* begin *
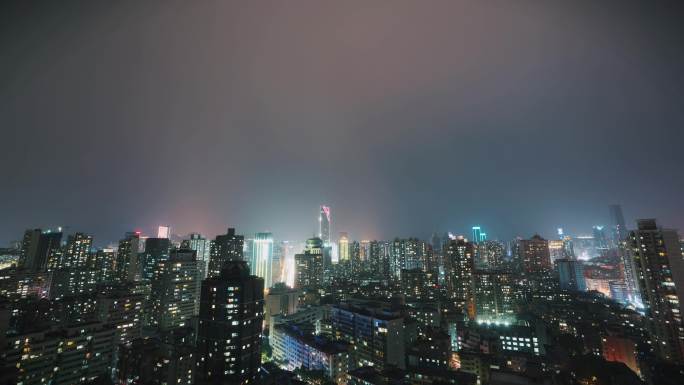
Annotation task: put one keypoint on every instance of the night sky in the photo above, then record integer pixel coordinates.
(405, 117)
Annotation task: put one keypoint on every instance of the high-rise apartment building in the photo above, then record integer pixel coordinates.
(309, 265)
(534, 255)
(659, 268)
(226, 247)
(343, 247)
(37, 246)
(202, 247)
(460, 264)
(128, 262)
(175, 289)
(571, 275)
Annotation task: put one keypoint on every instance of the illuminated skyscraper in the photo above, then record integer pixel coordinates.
(156, 250)
(325, 225)
(556, 250)
(600, 239)
(202, 247)
(478, 235)
(163, 232)
(309, 265)
(230, 322)
(261, 259)
(618, 227)
(343, 248)
(659, 268)
(226, 247)
(36, 247)
(128, 264)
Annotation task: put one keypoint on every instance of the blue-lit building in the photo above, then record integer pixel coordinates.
(261, 258)
(478, 235)
(571, 275)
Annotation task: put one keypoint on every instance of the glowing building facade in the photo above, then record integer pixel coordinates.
(261, 259)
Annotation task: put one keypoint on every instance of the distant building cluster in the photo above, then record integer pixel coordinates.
(604, 308)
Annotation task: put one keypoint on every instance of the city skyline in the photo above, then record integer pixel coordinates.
(341, 192)
(386, 121)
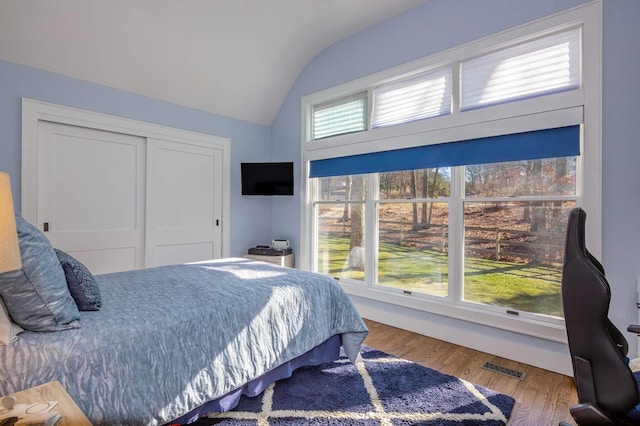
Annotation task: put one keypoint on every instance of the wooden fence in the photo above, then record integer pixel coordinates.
(493, 243)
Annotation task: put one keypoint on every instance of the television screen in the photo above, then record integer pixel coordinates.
(267, 178)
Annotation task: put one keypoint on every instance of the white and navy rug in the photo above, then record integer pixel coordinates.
(379, 389)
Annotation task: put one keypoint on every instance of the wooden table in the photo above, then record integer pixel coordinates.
(53, 391)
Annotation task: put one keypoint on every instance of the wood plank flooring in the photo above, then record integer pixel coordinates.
(542, 397)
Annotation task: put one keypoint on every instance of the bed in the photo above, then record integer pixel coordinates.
(174, 342)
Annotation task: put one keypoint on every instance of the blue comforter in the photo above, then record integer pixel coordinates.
(168, 339)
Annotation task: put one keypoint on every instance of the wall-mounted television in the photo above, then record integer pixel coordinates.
(267, 178)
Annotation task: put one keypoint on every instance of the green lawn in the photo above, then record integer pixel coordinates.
(518, 286)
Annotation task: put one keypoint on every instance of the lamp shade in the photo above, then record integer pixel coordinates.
(9, 248)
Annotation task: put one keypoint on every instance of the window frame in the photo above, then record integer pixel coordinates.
(579, 106)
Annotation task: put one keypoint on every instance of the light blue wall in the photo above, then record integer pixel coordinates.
(249, 142)
(441, 24)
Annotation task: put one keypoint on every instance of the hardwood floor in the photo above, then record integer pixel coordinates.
(542, 397)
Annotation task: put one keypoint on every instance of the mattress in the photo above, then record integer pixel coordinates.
(169, 339)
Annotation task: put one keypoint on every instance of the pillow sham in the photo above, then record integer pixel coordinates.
(8, 329)
(81, 282)
(36, 296)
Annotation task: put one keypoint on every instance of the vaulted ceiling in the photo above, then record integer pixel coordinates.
(237, 58)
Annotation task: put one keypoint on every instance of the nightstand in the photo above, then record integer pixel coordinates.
(286, 260)
(70, 413)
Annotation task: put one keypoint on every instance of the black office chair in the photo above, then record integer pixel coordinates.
(607, 389)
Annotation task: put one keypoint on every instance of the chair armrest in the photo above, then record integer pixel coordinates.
(634, 328)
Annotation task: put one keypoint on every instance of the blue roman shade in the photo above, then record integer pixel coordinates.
(548, 143)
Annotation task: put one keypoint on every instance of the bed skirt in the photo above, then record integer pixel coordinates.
(323, 353)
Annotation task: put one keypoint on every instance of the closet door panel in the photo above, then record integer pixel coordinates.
(184, 187)
(91, 192)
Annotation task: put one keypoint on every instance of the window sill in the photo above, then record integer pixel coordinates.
(500, 320)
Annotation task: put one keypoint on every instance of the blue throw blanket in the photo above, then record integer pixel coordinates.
(168, 339)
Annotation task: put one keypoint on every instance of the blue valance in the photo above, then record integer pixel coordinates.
(548, 143)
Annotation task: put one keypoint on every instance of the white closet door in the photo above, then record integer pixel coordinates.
(91, 187)
(184, 203)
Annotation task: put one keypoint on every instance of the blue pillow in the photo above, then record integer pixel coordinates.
(81, 282)
(37, 296)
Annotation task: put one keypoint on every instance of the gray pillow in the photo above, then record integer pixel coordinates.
(81, 282)
(37, 296)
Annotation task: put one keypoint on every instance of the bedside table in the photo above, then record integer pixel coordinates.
(286, 260)
(70, 413)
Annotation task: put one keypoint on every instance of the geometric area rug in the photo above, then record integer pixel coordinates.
(380, 389)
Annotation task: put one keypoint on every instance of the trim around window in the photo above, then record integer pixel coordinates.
(580, 106)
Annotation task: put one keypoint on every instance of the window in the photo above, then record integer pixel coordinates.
(547, 65)
(414, 99)
(345, 115)
(464, 175)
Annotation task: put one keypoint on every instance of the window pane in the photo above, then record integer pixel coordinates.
(345, 115)
(341, 240)
(413, 246)
(514, 254)
(342, 188)
(547, 65)
(425, 183)
(548, 177)
(414, 99)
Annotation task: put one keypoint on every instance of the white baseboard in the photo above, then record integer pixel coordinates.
(557, 361)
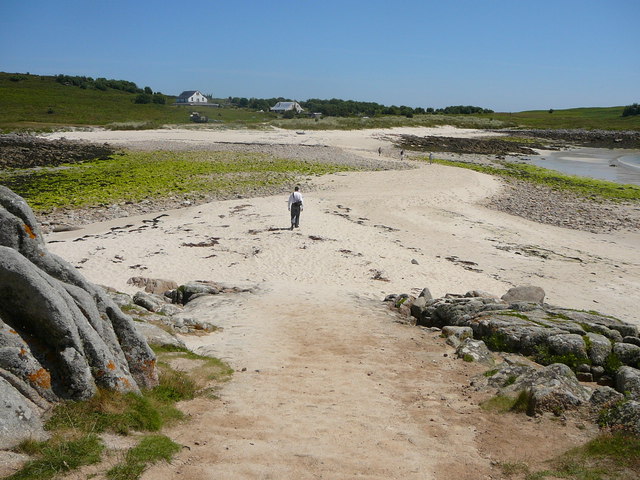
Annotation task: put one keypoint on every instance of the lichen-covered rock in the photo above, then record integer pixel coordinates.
(554, 388)
(524, 293)
(456, 335)
(150, 302)
(624, 415)
(628, 381)
(632, 340)
(157, 336)
(185, 293)
(599, 348)
(567, 344)
(472, 350)
(153, 285)
(61, 337)
(605, 397)
(628, 353)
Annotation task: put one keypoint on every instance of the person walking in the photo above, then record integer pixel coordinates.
(295, 207)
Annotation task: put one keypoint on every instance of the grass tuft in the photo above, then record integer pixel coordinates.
(57, 456)
(150, 449)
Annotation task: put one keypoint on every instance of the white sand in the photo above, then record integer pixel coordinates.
(433, 212)
(333, 387)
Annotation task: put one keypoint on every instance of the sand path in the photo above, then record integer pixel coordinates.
(334, 386)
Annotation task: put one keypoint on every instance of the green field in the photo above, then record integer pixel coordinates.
(606, 118)
(32, 102)
(40, 103)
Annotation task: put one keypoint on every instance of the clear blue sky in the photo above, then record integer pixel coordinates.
(508, 55)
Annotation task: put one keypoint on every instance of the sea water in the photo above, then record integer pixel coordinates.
(614, 165)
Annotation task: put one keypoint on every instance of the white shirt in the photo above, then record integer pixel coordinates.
(294, 197)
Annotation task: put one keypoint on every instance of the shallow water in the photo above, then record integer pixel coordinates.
(614, 165)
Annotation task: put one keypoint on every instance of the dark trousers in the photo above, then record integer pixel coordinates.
(295, 215)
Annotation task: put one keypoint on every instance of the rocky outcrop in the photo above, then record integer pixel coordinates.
(575, 345)
(61, 337)
(172, 312)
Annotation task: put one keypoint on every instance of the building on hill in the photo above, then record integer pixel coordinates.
(191, 97)
(282, 107)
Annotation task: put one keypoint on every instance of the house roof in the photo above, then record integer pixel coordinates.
(188, 93)
(285, 106)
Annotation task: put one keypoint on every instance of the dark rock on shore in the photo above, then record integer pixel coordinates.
(574, 345)
(564, 209)
(483, 146)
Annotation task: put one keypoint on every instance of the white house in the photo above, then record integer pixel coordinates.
(282, 107)
(190, 97)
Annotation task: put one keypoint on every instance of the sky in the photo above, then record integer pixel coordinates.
(506, 55)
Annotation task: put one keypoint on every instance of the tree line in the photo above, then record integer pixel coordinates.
(334, 107)
(144, 95)
(349, 108)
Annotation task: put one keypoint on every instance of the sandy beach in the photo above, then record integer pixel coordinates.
(334, 386)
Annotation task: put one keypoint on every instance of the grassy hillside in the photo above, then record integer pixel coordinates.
(40, 103)
(608, 118)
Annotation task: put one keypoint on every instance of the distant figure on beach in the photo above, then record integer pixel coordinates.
(295, 207)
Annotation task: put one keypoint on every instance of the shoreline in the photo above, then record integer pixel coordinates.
(353, 148)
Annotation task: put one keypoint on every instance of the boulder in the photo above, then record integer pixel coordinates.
(150, 302)
(567, 344)
(456, 335)
(157, 336)
(624, 416)
(20, 419)
(425, 293)
(598, 348)
(605, 397)
(632, 340)
(185, 293)
(628, 353)
(61, 337)
(628, 382)
(153, 285)
(554, 388)
(472, 350)
(524, 293)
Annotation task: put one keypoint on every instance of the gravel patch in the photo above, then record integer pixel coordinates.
(553, 207)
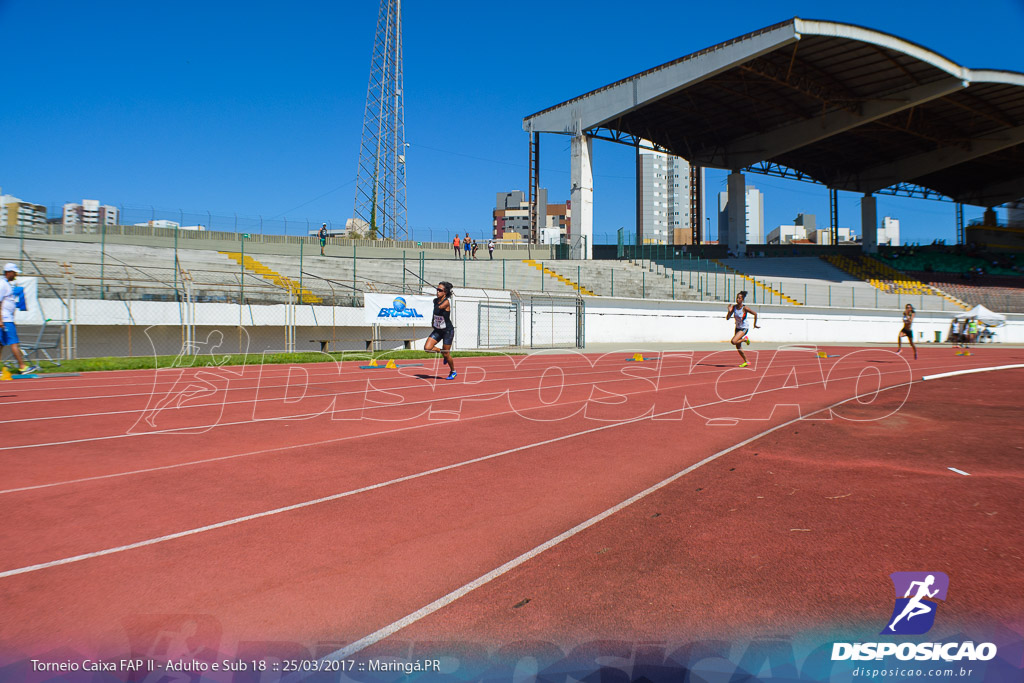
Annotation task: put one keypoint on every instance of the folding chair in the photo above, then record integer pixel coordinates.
(48, 338)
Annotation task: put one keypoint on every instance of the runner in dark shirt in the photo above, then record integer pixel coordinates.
(443, 330)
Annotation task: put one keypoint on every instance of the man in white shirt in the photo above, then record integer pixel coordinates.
(8, 334)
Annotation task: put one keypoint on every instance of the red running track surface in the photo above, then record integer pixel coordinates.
(321, 504)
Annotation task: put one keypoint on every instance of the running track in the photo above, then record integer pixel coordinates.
(324, 506)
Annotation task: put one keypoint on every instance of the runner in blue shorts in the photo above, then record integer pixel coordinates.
(739, 313)
(443, 330)
(8, 334)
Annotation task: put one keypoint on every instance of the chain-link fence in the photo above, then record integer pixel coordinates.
(129, 300)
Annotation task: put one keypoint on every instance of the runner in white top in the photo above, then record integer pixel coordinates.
(8, 333)
(741, 313)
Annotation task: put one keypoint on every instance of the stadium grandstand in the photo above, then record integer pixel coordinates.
(845, 107)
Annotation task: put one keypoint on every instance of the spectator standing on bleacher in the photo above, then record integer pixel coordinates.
(907, 331)
(8, 335)
(962, 339)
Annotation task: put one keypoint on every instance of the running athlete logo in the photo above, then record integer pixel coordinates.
(398, 309)
(914, 611)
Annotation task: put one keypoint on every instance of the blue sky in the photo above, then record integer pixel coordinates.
(214, 110)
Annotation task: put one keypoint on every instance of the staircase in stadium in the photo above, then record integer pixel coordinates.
(302, 295)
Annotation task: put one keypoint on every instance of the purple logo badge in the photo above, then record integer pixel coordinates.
(916, 593)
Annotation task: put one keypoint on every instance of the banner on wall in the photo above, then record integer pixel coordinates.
(397, 310)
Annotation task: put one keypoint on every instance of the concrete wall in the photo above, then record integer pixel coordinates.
(669, 322)
(112, 328)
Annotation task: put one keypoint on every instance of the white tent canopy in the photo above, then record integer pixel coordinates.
(985, 315)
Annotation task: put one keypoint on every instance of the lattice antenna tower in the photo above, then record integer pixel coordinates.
(380, 190)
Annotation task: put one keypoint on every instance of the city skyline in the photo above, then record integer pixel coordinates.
(258, 114)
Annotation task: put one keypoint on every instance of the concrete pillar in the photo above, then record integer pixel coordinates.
(868, 224)
(737, 214)
(582, 198)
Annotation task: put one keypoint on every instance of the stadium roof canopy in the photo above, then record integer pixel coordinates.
(854, 109)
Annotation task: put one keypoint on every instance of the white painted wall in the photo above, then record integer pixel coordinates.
(670, 322)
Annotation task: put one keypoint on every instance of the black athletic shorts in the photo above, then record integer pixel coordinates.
(446, 337)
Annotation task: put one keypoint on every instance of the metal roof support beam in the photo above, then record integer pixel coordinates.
(736, 209)
(868, 224)
(614, 100)
(920, 165)
(996, 194)
(754, 148)
(582, 198)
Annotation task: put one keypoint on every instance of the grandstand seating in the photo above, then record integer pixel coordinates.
(923, 260)
(999, 294)
(140, 272)
(886, 278)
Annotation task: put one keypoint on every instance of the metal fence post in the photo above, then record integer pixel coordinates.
(102, 253)
(242, 278)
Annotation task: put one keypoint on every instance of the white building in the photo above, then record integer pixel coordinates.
(18, 212)
(663, 199)
(786, 235)
(89, 213)
(755, 215)
(889, 232)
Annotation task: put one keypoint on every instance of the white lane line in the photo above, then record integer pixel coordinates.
(340, 438)
(616, 374)
(971, 372)
(493, 374)
(306, 504)
(426, 610)
(345, 438)
(267, 513)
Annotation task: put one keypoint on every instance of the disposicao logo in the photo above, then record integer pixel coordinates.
(915, 601)
(913, 613)
(398, 309)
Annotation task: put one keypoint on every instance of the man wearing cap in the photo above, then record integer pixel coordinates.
(8, 334)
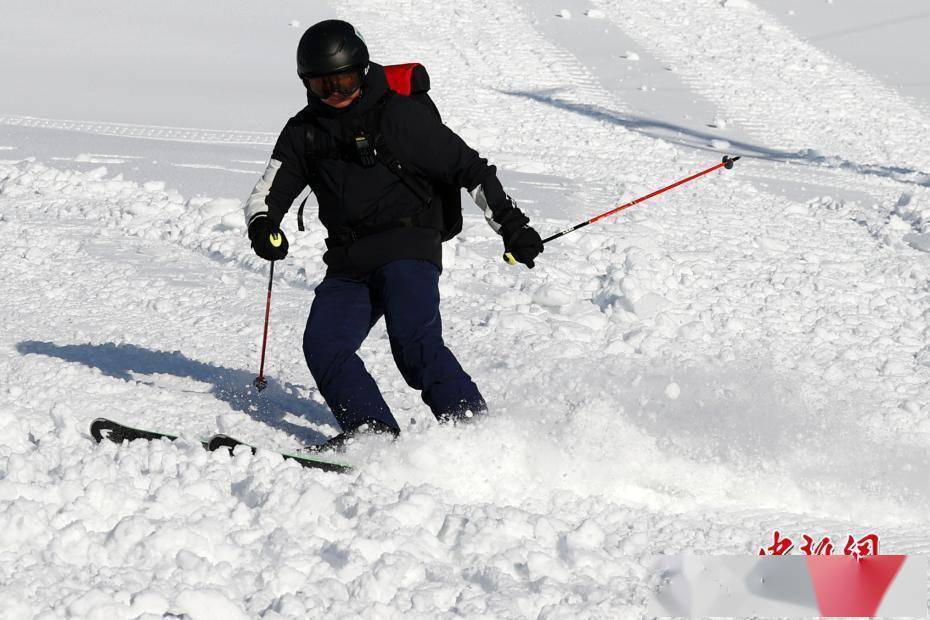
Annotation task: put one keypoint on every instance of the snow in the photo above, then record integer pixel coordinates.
(745, 353)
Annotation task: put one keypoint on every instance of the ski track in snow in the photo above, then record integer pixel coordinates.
(705, 369)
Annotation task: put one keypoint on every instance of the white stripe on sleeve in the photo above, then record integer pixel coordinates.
(256, 205)
(481, 200)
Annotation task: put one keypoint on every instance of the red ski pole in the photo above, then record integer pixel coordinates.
(726, 163)
(260, 382)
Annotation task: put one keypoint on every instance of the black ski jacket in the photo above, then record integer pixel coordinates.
(353, 197)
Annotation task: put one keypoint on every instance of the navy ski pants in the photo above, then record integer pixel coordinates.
(406, 293)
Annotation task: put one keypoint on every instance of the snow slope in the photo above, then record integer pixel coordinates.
(744, 354)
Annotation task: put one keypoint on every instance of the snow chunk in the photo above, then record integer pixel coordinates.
(208, 604)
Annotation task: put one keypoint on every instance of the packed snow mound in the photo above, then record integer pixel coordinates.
(708, 367)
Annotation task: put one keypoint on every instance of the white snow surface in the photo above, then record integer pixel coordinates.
(746, 353)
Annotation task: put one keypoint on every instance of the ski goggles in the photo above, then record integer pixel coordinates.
(326, 86)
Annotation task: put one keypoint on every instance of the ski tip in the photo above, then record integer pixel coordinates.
(98, 426)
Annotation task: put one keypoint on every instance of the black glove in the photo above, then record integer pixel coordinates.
(268, 240)
(520, 239)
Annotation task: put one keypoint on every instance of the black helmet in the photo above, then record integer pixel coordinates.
(331, 46)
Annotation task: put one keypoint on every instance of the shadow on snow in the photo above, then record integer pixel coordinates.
(693, 138)
(233, 387)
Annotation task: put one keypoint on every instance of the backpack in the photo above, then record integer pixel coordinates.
(408, 80)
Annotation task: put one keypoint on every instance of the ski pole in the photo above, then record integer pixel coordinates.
(726, 163)
(260, 382)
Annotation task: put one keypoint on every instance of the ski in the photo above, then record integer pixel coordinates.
(103, 428)
(225, 441)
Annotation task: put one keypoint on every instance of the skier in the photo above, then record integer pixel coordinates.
(384, 240)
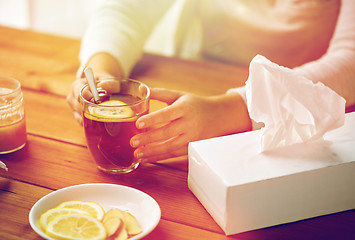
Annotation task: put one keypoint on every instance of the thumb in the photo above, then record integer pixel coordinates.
(165, 95)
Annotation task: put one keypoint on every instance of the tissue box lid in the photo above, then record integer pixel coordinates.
(238, 159)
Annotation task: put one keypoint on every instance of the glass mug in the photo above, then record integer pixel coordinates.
(12, 116)
(110, 124)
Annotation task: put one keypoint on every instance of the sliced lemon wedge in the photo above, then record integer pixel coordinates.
(94, 209)
(76, 227)
(111, 110)
(53, 213)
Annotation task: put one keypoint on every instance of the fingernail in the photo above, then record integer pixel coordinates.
(135, 143)
(141, 125)
(139, 155)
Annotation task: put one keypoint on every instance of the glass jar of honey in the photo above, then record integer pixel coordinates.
(12, 116)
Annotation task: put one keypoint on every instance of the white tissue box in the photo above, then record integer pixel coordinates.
(244, 189)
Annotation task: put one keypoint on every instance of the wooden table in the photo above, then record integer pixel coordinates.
(56, 155)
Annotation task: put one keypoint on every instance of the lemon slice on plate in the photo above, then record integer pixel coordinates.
(76, 227)
(93, 208)
(53, 213)
(111, 110)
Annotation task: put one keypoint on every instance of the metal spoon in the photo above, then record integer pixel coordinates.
(90, 78)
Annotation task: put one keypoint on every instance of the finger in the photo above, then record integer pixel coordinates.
(160, 117)
(110, 85)
(163, 133)
(173, 154)
(166, 148)
(165, 95)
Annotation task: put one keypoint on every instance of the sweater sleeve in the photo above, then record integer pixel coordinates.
(121, 28)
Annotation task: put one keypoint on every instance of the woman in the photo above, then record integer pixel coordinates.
(315, 38)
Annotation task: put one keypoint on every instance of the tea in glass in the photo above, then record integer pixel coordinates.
(110, 124)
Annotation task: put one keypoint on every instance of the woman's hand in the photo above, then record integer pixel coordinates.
(187, 118)
(104, 66)
(73, 97)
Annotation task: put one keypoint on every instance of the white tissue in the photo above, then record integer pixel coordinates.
(292, 107)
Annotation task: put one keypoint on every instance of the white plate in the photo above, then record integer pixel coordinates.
(139, 204)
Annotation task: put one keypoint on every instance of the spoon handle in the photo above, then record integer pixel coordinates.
(90, 78)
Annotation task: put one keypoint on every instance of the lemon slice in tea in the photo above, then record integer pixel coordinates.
(112, 109)
(76, 226)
* end *
Output an exact copy of the lines beginning at the one that holds "lemon slice on" and running through the final line of the records.

Annotation task: put one keypoint on every instance of the lemon slice on plate in the photo above, then record integer pixel coordinates.
(76, 227)
(93, 208)
(53, 213)
(111, 110)
Annotation task: put one keypoint on every instance of the metal spoon in the photo above, then record integer pixel coordinates.
(90, 78)
Annotation task: put one keypoint on every instance of the finger in the photo above, then record integer pixel coordinates.
(160, 117)
(110, 85)
(163, 133)
(173, 154)
(166, 148)
(165, 95)
Annotation task: put one keypoint on every instance of the sweater sleeve in the photo above, then record integer pixel coordinates.
(121, 28)
Annotation task: put one keypoint on every instance of the woman in the photo above, then record integer pixel coordinates.
(315, 38)
Annotation task: put one keypoint on every instance of the tea in glass in the photo above, then record integer pixel coordinates.
(110, 124)
Annotation task: put one keypoint on every instance of the woman's hand in the photo above, then record integer pixel coordinates.
(187, 118)
(104, 66)
(73, 97)
Annotation task: put one keypoint on every instance of the white tissue in the photo above, then record integer pixel coordinates.
(292, 107)
Annotation task: put one keypoint on every instance of the white plate in the photo above, then record integer pixel coordinates.
(139, 204)
Annotation task: put one keypoint on every instance of the spoon handle in the photo above, then record integer pixel coordinates.
(90, 78)
Annotation task: put one keypoint on every instance of the lemon slice in tea in the photo above, then record integer pixel coordinates.
(112, 109)
(76, 226)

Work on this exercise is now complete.